======== Entries supplied

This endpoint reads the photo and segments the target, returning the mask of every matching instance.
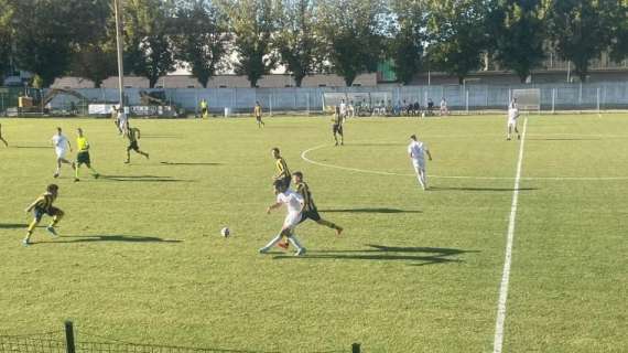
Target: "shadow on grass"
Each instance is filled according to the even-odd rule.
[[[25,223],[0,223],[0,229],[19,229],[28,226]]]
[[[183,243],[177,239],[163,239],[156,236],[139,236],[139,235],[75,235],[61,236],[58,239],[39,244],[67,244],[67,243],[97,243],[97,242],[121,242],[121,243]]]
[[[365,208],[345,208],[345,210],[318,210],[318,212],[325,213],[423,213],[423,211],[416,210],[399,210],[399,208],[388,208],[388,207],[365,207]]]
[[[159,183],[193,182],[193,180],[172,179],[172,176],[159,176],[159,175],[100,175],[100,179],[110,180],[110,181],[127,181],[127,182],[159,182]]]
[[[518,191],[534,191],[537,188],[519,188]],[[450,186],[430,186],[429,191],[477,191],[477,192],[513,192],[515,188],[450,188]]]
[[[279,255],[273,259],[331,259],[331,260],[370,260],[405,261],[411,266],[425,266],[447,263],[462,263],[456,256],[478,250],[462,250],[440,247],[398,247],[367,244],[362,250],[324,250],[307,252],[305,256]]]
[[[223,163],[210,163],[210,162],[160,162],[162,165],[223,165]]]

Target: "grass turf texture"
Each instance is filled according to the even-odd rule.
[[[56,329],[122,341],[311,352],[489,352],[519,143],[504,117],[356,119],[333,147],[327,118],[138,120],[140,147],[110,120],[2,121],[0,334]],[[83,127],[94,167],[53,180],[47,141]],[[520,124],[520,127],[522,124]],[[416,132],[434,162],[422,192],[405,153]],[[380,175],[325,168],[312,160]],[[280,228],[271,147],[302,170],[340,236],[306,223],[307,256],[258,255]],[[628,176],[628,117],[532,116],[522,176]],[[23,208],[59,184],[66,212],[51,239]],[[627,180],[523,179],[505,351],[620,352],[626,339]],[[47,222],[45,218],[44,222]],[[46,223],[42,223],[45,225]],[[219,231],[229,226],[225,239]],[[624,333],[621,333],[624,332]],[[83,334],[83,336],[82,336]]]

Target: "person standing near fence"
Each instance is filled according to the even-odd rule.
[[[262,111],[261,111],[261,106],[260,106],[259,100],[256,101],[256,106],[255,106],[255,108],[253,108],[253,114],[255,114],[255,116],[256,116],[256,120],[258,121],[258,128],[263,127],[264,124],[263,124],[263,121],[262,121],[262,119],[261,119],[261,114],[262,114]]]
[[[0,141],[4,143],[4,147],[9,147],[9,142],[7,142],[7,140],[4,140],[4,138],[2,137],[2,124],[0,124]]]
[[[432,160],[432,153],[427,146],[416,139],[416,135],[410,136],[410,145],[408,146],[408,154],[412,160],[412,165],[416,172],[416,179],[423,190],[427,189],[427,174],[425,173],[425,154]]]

================

_Aim of the task_:
Pull out every row above and reproduce each one verbatim, with the picture left out of your answer.

_Solution to the problem_:
This endpoint reads the photo and segments the target, returning the mask of every matching instance.
Target: "shadow on grass"
Each instance is filled according to the even-odd rule.
[[[25,223],[0,223],[0,229],[19,229],[28,226]]]
[[[183,243],[177,239],[163,239],[156,236],[139,236],[139,235],[75,235],[61,236],[58,239],[39,244],[67,244],[67,243],[97,243],[97,242],[121,242],[121,243]]]
[[[365,208],[345,208],[345,210],[318,210],[318,212],[325,213],[423,213],[423,211],[416,210],[399,210],[399,208],[388,208],[388,207],[365,207]]]
[[[159,183],[193,182],[193,180],[172,179],[172,176],[159,176],[159,175],[100,175],[100,179],[110,180],[110,181],[127,181],[127,182],[159,182]]]
[[[518,191],[534,191],[537,188],[519,188]],[[450,186],[430,186],[429,191],[477,191],[477,192],[513,192],[515,188],[450,188]]]
[[[279,255],[273,259],[331,259],[331,260],[370,260],[405,261],[411,266],[425,266],[447,263],[462,263],[456,256],[478,250],[462,250],[440,247],[398,247],[367,244],[362,250],[324,250],[307,252],[305,256]]]
[[[223,163],[210,163],[210,162],[160,162],[162,165],[223,165]]]

Target: "grass turf texture"
Each instance is filled according to the even-odd rule.
[[[56,329],[122,341],[311,352],[489,352],[519,143],[504,117],[356,119],[333,147],[327,118],[138,120],[140,147],[110,120],[2,121],[0,334]],[[83,127],[94,167],[53,180],[47,141]],[[520,124],[520,127],[522,124]],[[416,132],[434,162],[422,192],[405,153]],[[380,175],[325,168],[312,160]],[[280,228],[271,147],[302,170],[340,236],[306,223],[307,256],[258,255]],[[628,176],[628,117],[532,116],[522,176]],[[23,208],[59,184],[66,212],[51,239]],[[627,180],[523,179],[505,351],[620,352],[626,339]],[[47,222],[45,218],[44,222]],[[46,223],[42,223],[45,225]],[[219,231],[229,226],[225,239]],[[624,333],[621,333],[624,332]],[[83,334],[83,336],[82,336]]]

Target: "person standing near fence"
Each instance is filled according to the even-odd rule.
[[[262,111],[261,111],[261,106],[260,106],[259,100],[256,101],[256,106],[255,106],[255,108],[253,108],[253,114],[255,114],[255,116],[256,116],[256,120],[258,121],[258,128],[263,127],[264,124],[263,124],[263,121],[262,121],[262,119],[261,119],[261,114],[262,114]]]
[[[0,141],[4,143],[4,147],[9,147],[9,142],[7,142],[7,140],[4,140],[4,138],[2,137],[2,124],[0,124]]]
[[[432,160],[432,153],[427,146],[416,139],[416,135],[410,136],[410,145],[408,146],[408,154],[412,160],[412,165],[416,172],[416,179],[423,190],[427,189],[427,174],[425,173],[425,154]]]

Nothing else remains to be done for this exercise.